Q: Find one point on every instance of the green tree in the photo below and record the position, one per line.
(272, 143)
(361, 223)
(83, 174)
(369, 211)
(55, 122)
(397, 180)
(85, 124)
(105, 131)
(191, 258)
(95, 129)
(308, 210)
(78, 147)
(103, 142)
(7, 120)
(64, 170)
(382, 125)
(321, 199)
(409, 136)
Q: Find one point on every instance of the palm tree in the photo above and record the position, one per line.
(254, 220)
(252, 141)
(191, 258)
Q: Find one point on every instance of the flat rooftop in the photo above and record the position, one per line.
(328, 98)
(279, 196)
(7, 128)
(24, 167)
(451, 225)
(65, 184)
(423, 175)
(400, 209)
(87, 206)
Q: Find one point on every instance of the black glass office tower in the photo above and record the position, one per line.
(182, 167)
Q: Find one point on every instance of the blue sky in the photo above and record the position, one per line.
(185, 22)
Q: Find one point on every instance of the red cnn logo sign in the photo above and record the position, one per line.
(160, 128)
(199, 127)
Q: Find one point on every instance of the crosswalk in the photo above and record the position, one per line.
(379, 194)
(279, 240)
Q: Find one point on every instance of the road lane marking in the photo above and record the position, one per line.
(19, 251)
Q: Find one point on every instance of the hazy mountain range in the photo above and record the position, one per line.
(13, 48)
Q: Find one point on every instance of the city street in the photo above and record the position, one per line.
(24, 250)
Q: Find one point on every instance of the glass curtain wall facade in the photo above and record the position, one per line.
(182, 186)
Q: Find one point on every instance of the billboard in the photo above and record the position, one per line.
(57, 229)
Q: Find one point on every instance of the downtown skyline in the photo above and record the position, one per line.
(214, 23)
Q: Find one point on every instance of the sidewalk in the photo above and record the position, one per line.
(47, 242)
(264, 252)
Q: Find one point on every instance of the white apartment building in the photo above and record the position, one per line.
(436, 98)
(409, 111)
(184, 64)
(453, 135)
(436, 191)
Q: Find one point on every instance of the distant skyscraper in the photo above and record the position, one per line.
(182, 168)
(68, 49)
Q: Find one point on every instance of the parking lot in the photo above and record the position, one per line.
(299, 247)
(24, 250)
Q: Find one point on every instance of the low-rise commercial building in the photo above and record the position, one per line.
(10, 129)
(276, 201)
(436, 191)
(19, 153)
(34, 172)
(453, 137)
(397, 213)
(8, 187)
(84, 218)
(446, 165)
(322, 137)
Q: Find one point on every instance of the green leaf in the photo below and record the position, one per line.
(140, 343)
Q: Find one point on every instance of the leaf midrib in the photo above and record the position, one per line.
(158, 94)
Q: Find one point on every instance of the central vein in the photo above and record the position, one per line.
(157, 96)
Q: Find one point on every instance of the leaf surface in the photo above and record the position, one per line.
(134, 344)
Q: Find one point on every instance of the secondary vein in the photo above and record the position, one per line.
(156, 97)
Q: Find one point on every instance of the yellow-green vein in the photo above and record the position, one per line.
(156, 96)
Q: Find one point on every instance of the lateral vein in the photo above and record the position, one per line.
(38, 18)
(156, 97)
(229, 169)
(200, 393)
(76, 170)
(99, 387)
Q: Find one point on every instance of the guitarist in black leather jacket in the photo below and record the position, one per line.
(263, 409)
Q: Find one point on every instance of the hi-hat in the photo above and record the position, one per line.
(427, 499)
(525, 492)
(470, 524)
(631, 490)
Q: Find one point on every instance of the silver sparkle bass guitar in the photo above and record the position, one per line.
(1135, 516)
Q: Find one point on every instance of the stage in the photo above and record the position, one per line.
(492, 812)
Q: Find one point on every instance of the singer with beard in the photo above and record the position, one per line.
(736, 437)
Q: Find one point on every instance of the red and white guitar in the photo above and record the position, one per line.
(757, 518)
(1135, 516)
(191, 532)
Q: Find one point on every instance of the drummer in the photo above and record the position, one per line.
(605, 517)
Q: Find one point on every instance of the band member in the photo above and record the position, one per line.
════════════════════
Exercise task:
Copy out every line of the data above, exactly as given.

Exercise answer:
Q: Find one point on every instance of the green tree in the photo below and record the position, one per line.
(272, 143)
(361, 223)
(83, 174)
(369, 211)
(55, 122)
(397, 180)
(85, 124)
(105, 131)
(191, 258)
(95, 129)
(308, 210)
(78, 147)
(103, 142)
(7, 120)
(64, 170)
(382, 125)
(321, 199)
(409, 136)
Q: Find one point on every instance of the palm tree in the photo above and record the position, one per line.
(254, 220)
(252, 141)
(191, 258)
Q: Find one point on every instance of the flat rooftop in the photo above and record the position, one per line.
(328, 98)
(279, 196)
(7, 128)
(24, 167)
(451, 225)
(65, 184)
(423, 175)
(400, 209)
(87, 206)
Q: Find one point on every instance of the black glass office tower in the photo above and record the position, one per line.
(182, 167)
Q: Find one point on every instance of the blue sky in the photo above and record the position, one per line.
(185, 22)
Q: Find one point on every instance of the red cnn logo sign in the photo above and record the position, one per line.
(160, 128)
(199, 127)
Q: Find one point on every instance of the crosswalk in the photo above and record the position, one per line.
(379, 194)
(279, 240)
Q: Find one point on every instance of the road lane marking in the photo above and record the position, one per line.
(19, 251)
Q: Find one point on every instance of the hazy mountain range in the photo above and record the position, one per line.
(13, 48)
Q: Find one point on every instance of the city street in the photo above and record the position, one per line.
(24, 250)
Q: Find one point on every instance of the glass curtain wall facade in the photo above and record the position, one per line.
(182, 186)
Q: Find one point on every instance of the billboard in the photo above and record the position, one per line.
(57, 229)
Q: Find one point on every instance of the downtown skyline in the photo above and record the position, one per line.
(214, 23)
Q: Find one point on every instance of the sidewalk in the photo above and record the position, one per line.
(47, 242)
(264, 252)
Q: Find one point on every instance of the white apartment building in the photo above and record the position, one per line.
(436, 98)
(409, 111)
(184, 64)
(453, 135)
(436, 191)
Q: Find one point on every instance of the distant skyscraper in the photo above and record the position, one per line.
(182, 168)
(68, 49)
Q: Find one point on every instance of the parking lot in the photo above and record the position, one per line.
(299, 247)
(24, 250)
Q: Find one point on every instance of the low-rise commercial building in the photo above and record the position, one per line.
(10, 129)
(276, 201)
(436, 191)
(19, 153)
(34, 172)
(453, 137)
(397, 213)
(8, 187)
(84, 218)
(446, 165)
(322, 137)
Q: Find one point on every instance of the green leaf in the photo below and record the position, one per line.
(140, 343)
Q: Find one point on every instance of the leaf midrib in the photo above and record the position, one per line.
(158, 94)
Q: Find one point on every instance of the central vein in the photo above and record the position, one per line.
(157, 96)
Q: Find one point on every instance of the leaf surface in the photo above and record the position, one per line.
(134, 344)
Q: Find one point on every instance of the secondary vein in the photo above and record the position, one per line.
(156, 97)
Q: Find one point on every instance of the yellow-green vein in the photo above and record the position, one per line.
(156, 96)
Q: Find one point on every instance of the lateral vein in the photo above and record the position, one per line.
(38, 18)
(156, 97)
(229, 169)
(200, 393)
(76, 170)
(99, 387)
Q: Find one point on every instance of the guitarist in black leather jacket in the photo below and record the position, one per line.
(263, 409)
Q: Find one point on every instance of the hi-hat in the photo above and record the position, one per line.
(427, 499)
(525, 492)
(470, 524)
(631, 490)
Q: Find one point on every instance of the silver sparkle bass guitar in the photo above and record the position, one per line.
(1135, 516)
Q: Find one point on every instance of the stage in the photo above and record the position, one per line.
(492, 812)
Q: Find one point on every instance of the singer with beard in the photo above and record the position, one per line.
(736, 437)
Q: Find one point on every instance of the red and white guitar in the photo above and record the position, one per line.
(757, 518)
(1135, 516)
(191, 532)
Q: Find one point on every instance of the drummer in the photo above and record the position, one per line.
(605, 517)
Q: Find one point on every instance of the band member in the photo above and record the position, one per line.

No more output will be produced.